• Work instructions: Look over the lines below. Report each one that includes the string "yellow".

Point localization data
----------
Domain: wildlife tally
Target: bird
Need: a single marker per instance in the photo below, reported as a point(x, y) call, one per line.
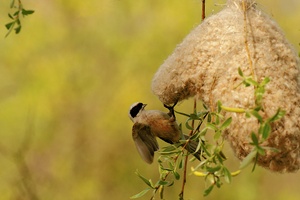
point(149, 124)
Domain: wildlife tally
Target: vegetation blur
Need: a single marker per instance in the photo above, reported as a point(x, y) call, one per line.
point(67, 81)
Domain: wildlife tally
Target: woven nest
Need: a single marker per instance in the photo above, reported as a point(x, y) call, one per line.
point(206, 65)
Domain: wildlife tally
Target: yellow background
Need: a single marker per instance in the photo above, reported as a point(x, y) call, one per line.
point(66, 84)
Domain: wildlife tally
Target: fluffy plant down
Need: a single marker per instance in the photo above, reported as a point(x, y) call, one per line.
point(206, 65)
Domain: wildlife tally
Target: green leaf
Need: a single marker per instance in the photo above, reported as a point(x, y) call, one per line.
point(148, 182)
point(18, 29)
point(12, 4)
point(226, 123)
point(217, 135)
point(142, 193)
point(240, 72)
point(213, 169)
point(219, 104)
point(9, 25)
point(227, 175)
point(176, 175)
point(254, 139)
point(11, 17)
point(161, 192)
point(27, 12)
point(188, 126)
point(180, 164)
point(257, 116)
point(16, 13)
point(250, 81)
point(248, 159)
point(211, 126)
point(194, 116)
point(161, 182)
point(181, 113)
point(208, 190)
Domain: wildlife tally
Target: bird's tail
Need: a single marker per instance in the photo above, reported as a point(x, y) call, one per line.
point(191, 147)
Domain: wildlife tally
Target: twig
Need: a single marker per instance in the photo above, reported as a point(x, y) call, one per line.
point(246, 39)
point(203, 10)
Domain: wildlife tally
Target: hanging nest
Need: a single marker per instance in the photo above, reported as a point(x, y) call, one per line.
point(206, 65)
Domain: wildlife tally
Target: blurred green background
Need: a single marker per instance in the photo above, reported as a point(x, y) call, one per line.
point(66, 84)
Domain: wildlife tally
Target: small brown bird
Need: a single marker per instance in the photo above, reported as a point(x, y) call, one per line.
point(149, 124)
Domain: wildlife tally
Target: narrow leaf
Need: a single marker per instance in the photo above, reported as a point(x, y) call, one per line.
point(18, 29)
point(226, 123)
point(148, 182)
point(248, 159)
point(227, 175)
point(9, 25)
point(176, 175)
point(142, 193)
point(208, 190)
point(257, 116)
point(240, 72)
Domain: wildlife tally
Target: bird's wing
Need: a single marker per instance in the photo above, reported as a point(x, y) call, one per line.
point(145, 141)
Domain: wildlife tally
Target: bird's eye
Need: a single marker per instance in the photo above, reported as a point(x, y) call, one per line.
point(136, 109)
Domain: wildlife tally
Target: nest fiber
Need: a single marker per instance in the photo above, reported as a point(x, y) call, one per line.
point(206, 65)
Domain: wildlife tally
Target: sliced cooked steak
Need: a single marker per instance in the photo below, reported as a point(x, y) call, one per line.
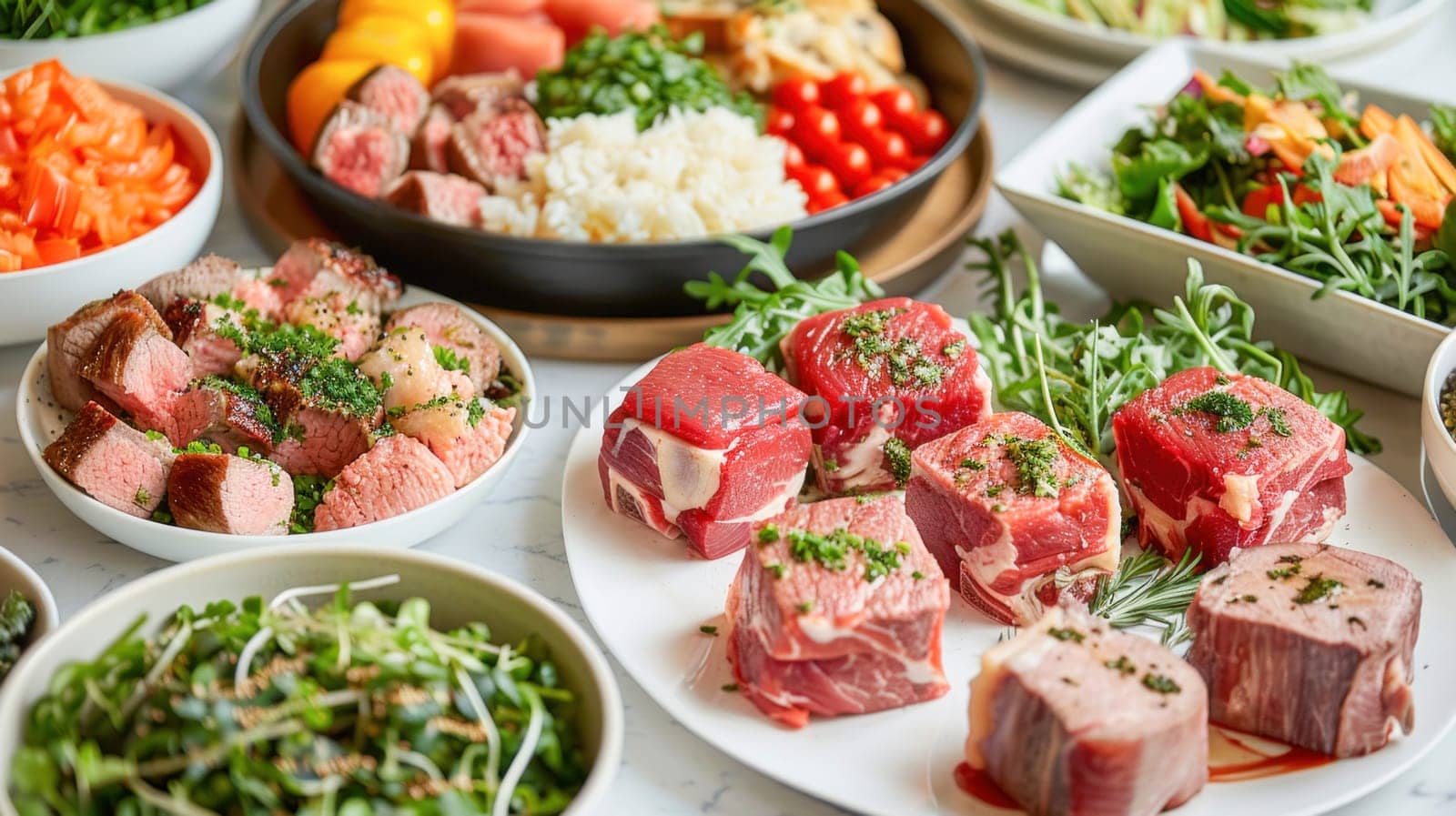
point(116, 464)
point(226, 493)
point(393, 478)
point(1072, 718)
point(1309, 645)
point(395, 94)
point(494, 143)
point(408, 373)
point(228, 413)
point(888, 376)
point(360, 150)
point(1016, 515)
point(462, 95)
point(318, 268)
point(466, 435)
point(443, 196)
point(194, 329)
point(837, 609)
point(140, 368)
point(69, 344)
point(207, 278)
point(427, 148)
point(703, 446)
point(1215, 461)
point(446, 326)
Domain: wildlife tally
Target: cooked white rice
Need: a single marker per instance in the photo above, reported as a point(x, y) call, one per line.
point(691, 175)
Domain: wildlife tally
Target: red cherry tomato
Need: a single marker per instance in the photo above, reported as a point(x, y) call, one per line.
point(779, 121)
point(899, 105)
point(842, 90)
point(793, 156)
point(817, 131)
point(873, 185)
point(827, 201)
point(795, 94)
point(815, 181)
point(859, 119)
point(851, 165)
point(929, 133)
point(888, 148)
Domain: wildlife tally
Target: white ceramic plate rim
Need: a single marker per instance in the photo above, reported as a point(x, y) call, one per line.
point(511, 354)
point(609, 755)
point(159, 233)
point(580, 482)
point(1123, 90)
point(1375, 29)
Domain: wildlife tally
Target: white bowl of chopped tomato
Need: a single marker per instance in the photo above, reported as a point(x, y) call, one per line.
point(101, 186)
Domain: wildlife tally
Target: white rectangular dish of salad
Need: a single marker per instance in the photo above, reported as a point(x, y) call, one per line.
point(1322, 203)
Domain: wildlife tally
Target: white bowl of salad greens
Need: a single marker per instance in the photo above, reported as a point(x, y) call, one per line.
point(1343, 261)
point(165, 44)
point(261, 684)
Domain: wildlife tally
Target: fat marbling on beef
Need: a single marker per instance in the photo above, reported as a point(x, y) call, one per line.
point(837, 609)
point(114, 463)
point(885, 377)
point(1213, 461)
point(1309, 645)
point(72, 340)
point(226, 493)
point(1072, 718)
point(1016, 515)
point(703, 446)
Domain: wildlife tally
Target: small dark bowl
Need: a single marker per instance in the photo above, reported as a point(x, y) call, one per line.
point(592, 278)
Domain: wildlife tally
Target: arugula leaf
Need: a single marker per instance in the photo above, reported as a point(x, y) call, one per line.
point(1161, 159)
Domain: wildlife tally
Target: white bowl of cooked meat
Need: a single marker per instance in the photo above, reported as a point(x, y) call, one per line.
point(217, 408)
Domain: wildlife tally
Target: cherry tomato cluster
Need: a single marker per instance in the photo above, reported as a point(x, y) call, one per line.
point(844, 141)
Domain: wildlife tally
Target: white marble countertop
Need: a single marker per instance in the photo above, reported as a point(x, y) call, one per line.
point(517, 531)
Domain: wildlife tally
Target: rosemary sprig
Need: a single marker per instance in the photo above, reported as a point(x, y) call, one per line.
point(1149, 589)
point(762, 317)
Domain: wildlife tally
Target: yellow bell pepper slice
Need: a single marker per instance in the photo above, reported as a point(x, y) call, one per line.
point(437, 17)
point(315, 92)
point(385, 39)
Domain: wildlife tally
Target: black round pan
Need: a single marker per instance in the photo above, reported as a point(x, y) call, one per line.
point(589, 278)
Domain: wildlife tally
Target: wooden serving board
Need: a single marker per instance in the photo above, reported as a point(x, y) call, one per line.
point(905, 255)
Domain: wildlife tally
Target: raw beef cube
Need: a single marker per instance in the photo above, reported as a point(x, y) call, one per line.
point(837, 609)
point(494, 143)
point(887, 376)
point(1072, 718)
point(206, 332)
point(1215, 461)
point(226, 493)
point(439, 196)
point(1309, 645)
point(360, 148)
point(69, 344)
point(138, 368)
point(210, 277)
point(395, 94)
point(393, 478)
point(230, 415)
point(703, 446)
point(114, 463)
point(1016, 515)
point(449, 327)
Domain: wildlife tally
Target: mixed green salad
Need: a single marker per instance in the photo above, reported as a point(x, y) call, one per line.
point(55, 19)
point(1299, 176)
point(1234, 21)
point(353, 709)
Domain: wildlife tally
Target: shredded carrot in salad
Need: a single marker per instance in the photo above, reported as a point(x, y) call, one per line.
point(80, 170)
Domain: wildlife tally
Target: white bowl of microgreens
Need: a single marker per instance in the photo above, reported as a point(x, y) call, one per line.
point(318, 680)
point(1439, 415)
point(164, 44)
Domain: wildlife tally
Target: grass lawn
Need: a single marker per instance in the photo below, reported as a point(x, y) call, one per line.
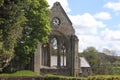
point(20, 73)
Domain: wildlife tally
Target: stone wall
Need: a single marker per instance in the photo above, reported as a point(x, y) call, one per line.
point(21, 78)
point(64, 72)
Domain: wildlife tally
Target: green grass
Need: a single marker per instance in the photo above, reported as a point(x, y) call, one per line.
point(20, 73)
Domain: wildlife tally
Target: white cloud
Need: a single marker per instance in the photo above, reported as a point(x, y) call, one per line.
point(64, 4)
point(113, 5)
point(86, 24)
point(103, 16)
point(111, 35)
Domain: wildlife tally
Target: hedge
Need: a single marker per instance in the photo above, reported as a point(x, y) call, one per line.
point(51, 77)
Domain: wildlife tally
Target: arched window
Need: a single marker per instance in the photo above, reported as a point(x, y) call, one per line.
point(54, 50)
point(63, 55)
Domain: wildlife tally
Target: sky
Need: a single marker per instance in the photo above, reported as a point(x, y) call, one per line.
point(96, 22)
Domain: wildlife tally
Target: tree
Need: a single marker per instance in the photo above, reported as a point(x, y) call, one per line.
point(11, 21)
point(91, 54)
point(36, 29)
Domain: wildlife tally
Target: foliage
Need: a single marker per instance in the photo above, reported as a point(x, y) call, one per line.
point(36, 29)
point(91, 54)
point(107, 77)
point(101, 64)
point(20, 73)
point(11, 21)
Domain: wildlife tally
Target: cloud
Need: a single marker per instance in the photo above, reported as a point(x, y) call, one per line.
point(113, 5)
point(86, 23)
point(103, 16)
point(64, 4)
point(111, 35)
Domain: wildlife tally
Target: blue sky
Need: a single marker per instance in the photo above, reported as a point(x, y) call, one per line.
point(96, 22)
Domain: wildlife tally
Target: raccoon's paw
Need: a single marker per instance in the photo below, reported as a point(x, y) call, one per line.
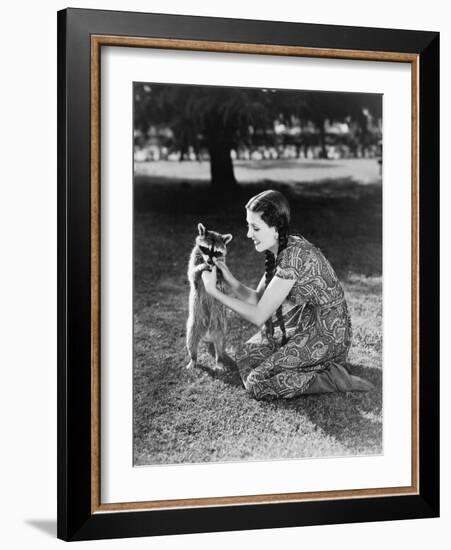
point(203, 267)
point(219, 367)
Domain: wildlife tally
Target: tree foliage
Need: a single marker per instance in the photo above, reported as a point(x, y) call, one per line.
point(224, 118)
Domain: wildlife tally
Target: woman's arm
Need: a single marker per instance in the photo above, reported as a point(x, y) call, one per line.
point(244, 293)
point(259, 313)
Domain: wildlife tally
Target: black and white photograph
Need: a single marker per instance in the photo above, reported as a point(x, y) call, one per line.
point(257, 274)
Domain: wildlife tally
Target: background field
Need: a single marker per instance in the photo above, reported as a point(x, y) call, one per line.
point(183, 416)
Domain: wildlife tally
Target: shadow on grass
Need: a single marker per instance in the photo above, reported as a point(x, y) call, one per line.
point(354, 419)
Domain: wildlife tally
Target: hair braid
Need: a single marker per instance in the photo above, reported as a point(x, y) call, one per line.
point(274, 210)
point(283, 242)
point(270, 264)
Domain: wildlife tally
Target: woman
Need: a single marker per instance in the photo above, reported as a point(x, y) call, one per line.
point(304, 343)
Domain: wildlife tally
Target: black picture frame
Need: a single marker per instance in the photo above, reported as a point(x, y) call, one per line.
point(78, 518)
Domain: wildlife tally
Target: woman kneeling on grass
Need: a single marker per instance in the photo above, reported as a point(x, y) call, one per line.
point(303, 345)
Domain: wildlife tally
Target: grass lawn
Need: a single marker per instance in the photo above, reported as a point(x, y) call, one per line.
point(182, 416)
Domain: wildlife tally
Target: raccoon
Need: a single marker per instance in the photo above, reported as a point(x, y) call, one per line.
point(207, 317)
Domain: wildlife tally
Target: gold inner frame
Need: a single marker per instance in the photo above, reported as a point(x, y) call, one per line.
point(97, 41)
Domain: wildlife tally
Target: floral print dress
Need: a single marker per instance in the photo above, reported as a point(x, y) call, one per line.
point(318, 331)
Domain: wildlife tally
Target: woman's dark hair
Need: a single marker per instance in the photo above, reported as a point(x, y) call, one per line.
point(274, 210)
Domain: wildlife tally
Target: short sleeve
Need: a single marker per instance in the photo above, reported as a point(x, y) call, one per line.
point(289, 264)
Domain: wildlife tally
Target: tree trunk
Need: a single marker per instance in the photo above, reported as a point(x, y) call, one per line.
point(221, 165)
point(322, 139)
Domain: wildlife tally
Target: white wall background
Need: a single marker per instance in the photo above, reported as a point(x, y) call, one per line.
point(28, 272)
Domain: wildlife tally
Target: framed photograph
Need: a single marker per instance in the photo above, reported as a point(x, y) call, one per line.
point(248, 274)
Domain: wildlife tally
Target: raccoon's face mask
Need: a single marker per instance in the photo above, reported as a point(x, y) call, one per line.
point(210, 252)
point(211, 244)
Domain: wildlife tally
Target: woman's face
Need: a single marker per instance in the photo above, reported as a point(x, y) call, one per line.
point(263, 236)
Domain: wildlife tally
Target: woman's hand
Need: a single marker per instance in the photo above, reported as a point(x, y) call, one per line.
point(209, 278)
point(227, 275)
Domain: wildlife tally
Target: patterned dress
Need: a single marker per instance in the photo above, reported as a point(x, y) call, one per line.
point(318, 330)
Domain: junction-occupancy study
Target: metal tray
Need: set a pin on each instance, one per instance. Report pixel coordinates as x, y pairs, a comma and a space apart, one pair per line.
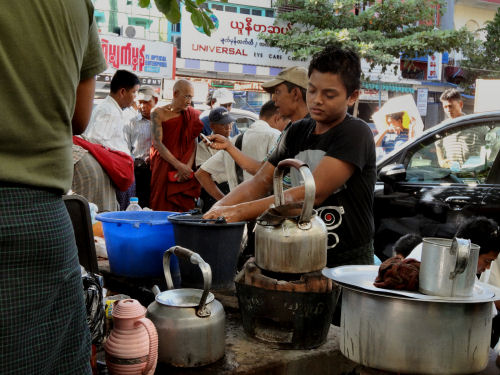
363, 277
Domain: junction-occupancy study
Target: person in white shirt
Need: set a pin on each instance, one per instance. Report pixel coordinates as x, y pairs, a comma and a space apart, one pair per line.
221, 123
138, 137
218, 98
257, 142
107, 122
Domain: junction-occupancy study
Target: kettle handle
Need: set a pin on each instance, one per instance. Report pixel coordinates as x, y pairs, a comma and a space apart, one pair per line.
153, 344
461, 248
309, 189
202, 310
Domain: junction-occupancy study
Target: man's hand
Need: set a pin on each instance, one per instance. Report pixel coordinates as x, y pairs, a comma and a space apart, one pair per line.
219, 142
230, 213
183, 172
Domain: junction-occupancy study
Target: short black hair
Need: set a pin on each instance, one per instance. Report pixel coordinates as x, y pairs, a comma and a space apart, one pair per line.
123, 79
343, 62
405, 244
397, 116
268, 110
450, 94
290, 86
480, 231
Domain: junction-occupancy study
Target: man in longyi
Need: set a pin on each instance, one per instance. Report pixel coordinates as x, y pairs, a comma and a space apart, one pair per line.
175, 129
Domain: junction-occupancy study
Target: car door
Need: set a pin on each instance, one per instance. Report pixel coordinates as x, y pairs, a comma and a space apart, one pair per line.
451, 174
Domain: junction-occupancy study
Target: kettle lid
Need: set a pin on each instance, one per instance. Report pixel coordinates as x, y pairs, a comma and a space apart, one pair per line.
186, 297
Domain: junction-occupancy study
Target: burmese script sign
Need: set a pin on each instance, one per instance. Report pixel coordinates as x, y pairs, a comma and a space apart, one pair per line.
155, 59
235, 40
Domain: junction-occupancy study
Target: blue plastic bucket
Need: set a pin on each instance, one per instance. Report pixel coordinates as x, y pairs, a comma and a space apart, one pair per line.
136, 241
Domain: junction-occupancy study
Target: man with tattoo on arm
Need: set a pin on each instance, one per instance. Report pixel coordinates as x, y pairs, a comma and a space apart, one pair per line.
174, 132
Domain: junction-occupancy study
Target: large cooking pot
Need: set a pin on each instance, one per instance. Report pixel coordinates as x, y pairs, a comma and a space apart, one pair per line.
409, 332
448, 267
415, 336
291, 238
190, 322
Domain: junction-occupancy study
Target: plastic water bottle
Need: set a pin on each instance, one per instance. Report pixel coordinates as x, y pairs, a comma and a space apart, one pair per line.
134, 205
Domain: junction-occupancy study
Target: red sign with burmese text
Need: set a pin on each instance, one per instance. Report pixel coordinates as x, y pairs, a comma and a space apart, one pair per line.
235, 41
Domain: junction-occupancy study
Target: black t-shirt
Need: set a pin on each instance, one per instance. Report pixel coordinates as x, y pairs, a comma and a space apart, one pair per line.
348, 211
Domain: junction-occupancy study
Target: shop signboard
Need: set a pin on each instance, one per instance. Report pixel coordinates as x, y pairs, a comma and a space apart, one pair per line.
486, 98
373, 95
143, 57
235, 40
434, 67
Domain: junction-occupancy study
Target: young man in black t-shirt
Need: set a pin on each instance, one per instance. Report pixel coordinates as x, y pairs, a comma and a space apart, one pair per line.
340, 151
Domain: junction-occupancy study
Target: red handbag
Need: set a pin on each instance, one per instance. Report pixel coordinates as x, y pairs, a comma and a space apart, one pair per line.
118, 165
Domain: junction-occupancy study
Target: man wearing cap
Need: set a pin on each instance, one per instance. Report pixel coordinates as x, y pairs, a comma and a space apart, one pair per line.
138, 137
219, 98
221, 122
288, 91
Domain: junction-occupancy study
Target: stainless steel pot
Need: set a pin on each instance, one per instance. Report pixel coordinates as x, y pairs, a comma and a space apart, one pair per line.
414, 336
190, 322
291, 238
448, 267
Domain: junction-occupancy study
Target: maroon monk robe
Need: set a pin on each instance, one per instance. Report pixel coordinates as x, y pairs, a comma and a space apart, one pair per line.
179, 134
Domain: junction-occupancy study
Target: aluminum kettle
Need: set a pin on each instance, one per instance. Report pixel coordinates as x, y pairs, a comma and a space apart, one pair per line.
190, 322
448, 267
291, 238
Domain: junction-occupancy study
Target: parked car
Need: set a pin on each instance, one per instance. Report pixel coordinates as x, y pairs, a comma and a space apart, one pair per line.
419, 191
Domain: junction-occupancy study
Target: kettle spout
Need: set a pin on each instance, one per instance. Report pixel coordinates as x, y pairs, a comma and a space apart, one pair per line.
155, 290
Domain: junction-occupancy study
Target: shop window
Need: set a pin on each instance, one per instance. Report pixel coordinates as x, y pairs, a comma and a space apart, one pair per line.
138, 21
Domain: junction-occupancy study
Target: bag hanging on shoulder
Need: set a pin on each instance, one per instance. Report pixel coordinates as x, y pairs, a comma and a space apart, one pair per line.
118, 165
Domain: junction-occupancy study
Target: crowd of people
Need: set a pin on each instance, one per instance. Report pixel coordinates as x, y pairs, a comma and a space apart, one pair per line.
53, 142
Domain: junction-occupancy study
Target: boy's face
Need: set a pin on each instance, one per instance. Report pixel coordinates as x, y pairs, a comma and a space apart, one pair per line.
327, 98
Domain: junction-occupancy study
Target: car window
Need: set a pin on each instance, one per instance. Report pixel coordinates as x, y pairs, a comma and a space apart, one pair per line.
463, 155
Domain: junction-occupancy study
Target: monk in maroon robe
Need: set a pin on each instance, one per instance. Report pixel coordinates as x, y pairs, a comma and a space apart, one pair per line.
175, 129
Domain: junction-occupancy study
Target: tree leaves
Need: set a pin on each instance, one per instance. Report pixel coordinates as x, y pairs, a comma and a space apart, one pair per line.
380, 33
170, 8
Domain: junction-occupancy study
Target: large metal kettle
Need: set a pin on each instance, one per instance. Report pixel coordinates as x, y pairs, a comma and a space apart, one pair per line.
448, 267
190, 322
291, 238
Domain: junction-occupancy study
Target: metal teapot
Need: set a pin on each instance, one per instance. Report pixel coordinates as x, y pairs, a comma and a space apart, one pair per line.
291, 238
190, 322
448, 267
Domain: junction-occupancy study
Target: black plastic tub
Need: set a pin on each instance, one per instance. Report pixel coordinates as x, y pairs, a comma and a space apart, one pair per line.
217, 243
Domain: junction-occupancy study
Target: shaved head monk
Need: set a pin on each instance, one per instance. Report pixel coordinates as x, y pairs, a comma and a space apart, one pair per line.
175, 129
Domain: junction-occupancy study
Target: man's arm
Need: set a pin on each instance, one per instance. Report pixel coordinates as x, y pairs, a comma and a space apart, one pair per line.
329, 175
83, 106
183, 170
206, 181
246, 162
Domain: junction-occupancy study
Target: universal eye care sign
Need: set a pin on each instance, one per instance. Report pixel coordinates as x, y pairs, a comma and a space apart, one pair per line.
234, 40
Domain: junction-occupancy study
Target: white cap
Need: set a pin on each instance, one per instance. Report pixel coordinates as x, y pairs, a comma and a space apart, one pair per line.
223, 96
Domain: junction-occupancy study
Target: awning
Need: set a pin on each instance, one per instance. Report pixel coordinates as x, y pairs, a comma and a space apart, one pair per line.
387, 86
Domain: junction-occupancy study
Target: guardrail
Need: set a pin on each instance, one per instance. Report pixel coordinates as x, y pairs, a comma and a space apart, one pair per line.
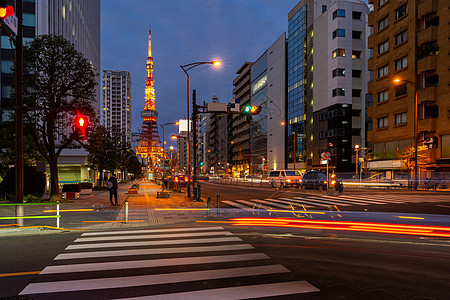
----------
• Task result:
Target: yellow background
Target: yellow bell pepper slice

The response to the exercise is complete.